Work to complete:
1. Pick out and copy every line of the rows that contains the word "wall".
2. Continue the article on Norinchukin's investment losses from its final sentence.

Text:
(Bloomberg) -- Japan’s premier agricultural bank, Norinchukin, plans a complete overhaul of its investment strategy after massive losses on its overseas portfolio.

Unlike Mitsubishi UFJ Financial Group Inc. and other big listed banks, Norinchukin relies primarily on its securities portfolio worth about 60 trillion yen ($384 billion) to generate profit. Its lending business is far smaller than rivals and it doesn’t have investment banking operations. Yet the pressure to make money is no less urgent than for peers, since Norinchukin has to keep generating returns for the farming cooperatives that own it. 

For years, that imperative has pushed Norinchukin to invest overseas to escape Japan’s environment of negative interest rates. The firm poured funds into US government bonds, only to be saddled with losses after the Federal Reserve raised interest rates. Norinchukin had not counted on borrowing costs to remain elevated for this long. 

“We will review the entire portfolio strategy,” Chief Financial Officer Taro Kitabayashi said on Wednesday as the bank released financial results. Paper losses rose to 2.2 trillion yen as of the end of March 2024, compared with 1.7 trillion yen a year earlier. Norinchukin expects a loss of at least 500 billion yen this fiscal year.

Given its ownership structure, there are limits on the bank’s investment options. In addition to bonds, it is a major investor in collateralized loan obligations, with 7.4 trillion yen worth of the securities as of the end of March. 

“Norinchukin is a deposit-taking financial institution, so it is not appropriate for it to take large-scale equity investments,” said Hironari Nozaki, a professor at Toyo University.

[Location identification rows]
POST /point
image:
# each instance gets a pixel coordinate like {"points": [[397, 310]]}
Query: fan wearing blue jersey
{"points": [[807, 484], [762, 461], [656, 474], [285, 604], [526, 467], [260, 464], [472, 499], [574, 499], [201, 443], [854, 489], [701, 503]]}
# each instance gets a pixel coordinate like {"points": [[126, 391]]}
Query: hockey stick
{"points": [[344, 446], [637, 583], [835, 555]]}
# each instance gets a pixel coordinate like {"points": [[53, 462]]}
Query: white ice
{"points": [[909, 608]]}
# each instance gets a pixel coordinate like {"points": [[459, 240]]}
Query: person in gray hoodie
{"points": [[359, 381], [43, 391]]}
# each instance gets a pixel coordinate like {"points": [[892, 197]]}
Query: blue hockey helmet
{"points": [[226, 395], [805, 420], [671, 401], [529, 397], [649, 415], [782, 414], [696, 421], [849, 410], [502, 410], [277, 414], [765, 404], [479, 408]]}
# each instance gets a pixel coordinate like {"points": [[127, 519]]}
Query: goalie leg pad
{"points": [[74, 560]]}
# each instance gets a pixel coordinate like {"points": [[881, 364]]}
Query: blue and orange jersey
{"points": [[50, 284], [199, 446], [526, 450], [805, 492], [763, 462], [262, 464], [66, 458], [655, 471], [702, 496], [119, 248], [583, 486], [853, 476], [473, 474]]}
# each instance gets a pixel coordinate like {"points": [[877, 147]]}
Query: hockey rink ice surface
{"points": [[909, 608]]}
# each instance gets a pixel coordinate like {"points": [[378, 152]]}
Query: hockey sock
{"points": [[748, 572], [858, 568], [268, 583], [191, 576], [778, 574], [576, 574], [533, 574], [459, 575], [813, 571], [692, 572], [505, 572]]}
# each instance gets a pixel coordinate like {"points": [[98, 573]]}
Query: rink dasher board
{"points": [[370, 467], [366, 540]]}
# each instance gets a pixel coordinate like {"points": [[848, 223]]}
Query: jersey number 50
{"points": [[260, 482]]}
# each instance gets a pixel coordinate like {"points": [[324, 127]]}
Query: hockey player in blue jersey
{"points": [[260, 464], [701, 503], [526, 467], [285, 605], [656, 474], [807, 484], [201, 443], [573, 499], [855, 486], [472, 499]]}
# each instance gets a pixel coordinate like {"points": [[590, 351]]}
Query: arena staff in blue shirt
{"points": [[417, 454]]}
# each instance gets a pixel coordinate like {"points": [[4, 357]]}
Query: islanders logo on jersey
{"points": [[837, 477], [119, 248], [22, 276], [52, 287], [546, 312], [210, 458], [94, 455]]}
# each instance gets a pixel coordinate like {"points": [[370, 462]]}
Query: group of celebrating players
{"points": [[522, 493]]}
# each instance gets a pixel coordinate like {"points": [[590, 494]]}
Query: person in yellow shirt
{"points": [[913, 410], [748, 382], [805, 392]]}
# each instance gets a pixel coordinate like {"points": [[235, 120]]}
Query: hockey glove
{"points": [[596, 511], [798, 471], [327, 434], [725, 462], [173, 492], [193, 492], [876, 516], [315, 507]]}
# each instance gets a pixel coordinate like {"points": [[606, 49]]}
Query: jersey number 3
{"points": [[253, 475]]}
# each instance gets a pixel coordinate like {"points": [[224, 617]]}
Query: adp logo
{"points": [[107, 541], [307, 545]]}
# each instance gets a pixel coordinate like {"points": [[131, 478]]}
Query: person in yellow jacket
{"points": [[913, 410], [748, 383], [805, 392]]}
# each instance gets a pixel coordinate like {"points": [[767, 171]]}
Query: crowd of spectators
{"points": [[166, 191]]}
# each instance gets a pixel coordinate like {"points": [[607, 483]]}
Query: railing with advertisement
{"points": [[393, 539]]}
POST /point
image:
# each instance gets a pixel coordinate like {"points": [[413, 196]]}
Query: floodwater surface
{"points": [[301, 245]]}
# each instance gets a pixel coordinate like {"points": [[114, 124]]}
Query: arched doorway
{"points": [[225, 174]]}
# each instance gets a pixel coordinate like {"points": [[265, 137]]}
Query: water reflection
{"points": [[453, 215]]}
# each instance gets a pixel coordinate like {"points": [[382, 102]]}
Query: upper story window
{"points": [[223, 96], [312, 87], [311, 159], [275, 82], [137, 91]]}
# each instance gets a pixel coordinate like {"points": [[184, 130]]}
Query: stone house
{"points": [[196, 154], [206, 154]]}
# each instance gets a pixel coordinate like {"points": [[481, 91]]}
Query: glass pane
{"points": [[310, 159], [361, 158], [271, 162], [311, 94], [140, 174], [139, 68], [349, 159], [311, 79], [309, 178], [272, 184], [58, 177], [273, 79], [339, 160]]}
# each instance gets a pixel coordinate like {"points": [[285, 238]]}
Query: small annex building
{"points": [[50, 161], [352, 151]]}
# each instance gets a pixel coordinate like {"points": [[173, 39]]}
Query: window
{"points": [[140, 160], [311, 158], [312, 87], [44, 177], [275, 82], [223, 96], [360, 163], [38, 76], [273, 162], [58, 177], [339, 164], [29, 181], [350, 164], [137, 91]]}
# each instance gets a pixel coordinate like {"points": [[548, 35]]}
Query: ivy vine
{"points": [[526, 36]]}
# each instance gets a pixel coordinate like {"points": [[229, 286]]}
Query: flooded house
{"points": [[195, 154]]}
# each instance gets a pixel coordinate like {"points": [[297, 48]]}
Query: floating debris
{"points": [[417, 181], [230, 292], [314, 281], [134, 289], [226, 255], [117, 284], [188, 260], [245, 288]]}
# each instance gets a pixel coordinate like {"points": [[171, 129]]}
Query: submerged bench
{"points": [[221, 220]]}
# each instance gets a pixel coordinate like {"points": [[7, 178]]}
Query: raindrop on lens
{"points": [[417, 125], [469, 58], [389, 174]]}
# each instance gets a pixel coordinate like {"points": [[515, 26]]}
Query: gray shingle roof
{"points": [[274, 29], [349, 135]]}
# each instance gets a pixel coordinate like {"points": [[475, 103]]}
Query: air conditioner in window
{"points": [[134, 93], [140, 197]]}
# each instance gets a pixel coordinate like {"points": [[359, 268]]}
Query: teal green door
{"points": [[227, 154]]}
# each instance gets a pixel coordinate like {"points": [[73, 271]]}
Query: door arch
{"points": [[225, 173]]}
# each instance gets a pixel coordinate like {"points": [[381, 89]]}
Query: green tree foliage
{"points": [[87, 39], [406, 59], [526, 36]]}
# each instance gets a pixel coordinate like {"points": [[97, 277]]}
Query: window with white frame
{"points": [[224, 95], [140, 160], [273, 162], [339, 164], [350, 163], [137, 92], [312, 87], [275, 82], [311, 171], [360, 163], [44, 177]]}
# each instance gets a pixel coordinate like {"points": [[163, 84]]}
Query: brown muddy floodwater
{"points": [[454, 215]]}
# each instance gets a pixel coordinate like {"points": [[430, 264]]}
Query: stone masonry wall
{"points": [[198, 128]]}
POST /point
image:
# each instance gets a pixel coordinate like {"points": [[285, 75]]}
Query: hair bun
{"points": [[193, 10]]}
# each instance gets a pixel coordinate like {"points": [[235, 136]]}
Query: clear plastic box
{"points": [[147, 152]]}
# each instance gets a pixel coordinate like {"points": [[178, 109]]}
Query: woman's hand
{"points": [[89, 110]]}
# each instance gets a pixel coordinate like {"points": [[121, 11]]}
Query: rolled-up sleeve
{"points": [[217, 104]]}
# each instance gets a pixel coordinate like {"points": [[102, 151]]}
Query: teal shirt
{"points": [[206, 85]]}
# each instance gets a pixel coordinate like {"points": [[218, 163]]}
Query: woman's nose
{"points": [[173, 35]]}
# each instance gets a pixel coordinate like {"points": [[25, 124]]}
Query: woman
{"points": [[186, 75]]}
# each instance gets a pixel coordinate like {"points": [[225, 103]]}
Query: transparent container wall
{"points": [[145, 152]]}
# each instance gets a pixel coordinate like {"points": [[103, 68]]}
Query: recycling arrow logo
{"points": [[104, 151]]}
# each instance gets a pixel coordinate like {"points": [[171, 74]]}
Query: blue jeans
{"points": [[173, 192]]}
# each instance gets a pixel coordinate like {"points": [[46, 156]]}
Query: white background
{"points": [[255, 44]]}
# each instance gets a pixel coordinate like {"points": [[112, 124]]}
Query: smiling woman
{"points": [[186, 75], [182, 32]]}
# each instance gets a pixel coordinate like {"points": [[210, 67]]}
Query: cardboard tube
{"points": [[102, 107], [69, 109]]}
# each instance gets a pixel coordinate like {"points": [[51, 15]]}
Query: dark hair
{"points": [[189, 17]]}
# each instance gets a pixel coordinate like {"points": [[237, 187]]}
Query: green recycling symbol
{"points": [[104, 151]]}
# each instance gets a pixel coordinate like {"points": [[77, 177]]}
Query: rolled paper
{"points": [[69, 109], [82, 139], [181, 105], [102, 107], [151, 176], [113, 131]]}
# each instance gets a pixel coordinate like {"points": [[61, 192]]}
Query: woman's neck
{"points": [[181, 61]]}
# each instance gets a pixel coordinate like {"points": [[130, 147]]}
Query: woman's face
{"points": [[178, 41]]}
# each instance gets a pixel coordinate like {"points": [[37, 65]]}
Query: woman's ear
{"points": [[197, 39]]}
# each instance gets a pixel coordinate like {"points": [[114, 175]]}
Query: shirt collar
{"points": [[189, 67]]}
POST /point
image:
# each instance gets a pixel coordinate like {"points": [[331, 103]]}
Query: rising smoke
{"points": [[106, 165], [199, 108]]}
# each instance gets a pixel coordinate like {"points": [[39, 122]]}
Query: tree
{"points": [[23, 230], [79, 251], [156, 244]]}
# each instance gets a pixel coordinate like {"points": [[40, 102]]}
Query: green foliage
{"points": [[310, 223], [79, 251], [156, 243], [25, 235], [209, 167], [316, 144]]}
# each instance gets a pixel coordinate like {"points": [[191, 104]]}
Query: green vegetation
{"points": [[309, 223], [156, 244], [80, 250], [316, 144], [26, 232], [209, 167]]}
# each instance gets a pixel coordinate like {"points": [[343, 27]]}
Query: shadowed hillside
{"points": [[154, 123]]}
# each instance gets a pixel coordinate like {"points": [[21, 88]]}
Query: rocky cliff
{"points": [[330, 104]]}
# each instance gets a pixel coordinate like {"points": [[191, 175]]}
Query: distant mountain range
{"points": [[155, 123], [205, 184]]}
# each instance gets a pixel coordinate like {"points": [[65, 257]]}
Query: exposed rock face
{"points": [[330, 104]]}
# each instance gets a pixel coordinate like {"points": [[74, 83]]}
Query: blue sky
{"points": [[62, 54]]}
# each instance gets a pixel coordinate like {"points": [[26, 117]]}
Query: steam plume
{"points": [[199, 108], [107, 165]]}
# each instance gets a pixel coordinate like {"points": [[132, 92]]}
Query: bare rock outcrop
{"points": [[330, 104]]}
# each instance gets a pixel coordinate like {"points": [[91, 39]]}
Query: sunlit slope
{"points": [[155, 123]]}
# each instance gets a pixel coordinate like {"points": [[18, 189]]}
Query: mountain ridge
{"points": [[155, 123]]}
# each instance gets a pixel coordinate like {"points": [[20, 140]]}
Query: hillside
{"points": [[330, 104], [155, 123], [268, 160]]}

Per-task outputs:
1.
Query: stone masonry wall
Query: transparent container wall

2.
Still, the bank has to reconsider its dependence on its securities portfolio, Chief Executive Officer Kazuto Oku said. It will try to generate revenue from increasing project financing overseas as well as getting more fees from asset management.

Norinchukin had to take interest rate risks like buying US Treasuries since investment in equity would be too costly for its regulatory capital, according to an official at the Financial Services Agency, who asked not to be named discussing a specific bank. Regulators have long been prodding Norinchukin to diversify its portfolio and the bank responded by starting to invest in other assets such as private equity, he said. 

With the end of negative rates in Japan and the prospect of the Bank of Japan cutting back on bond-buying, yields on the nation’s sovereign bonds have begun to rise. The yield on the benchmark 10-year JGB has reached 1% and yields on 20-year and 30-year debt have recently climbed to the highest in decades. That has made investing in JGBs an option again, Kitabayashi said.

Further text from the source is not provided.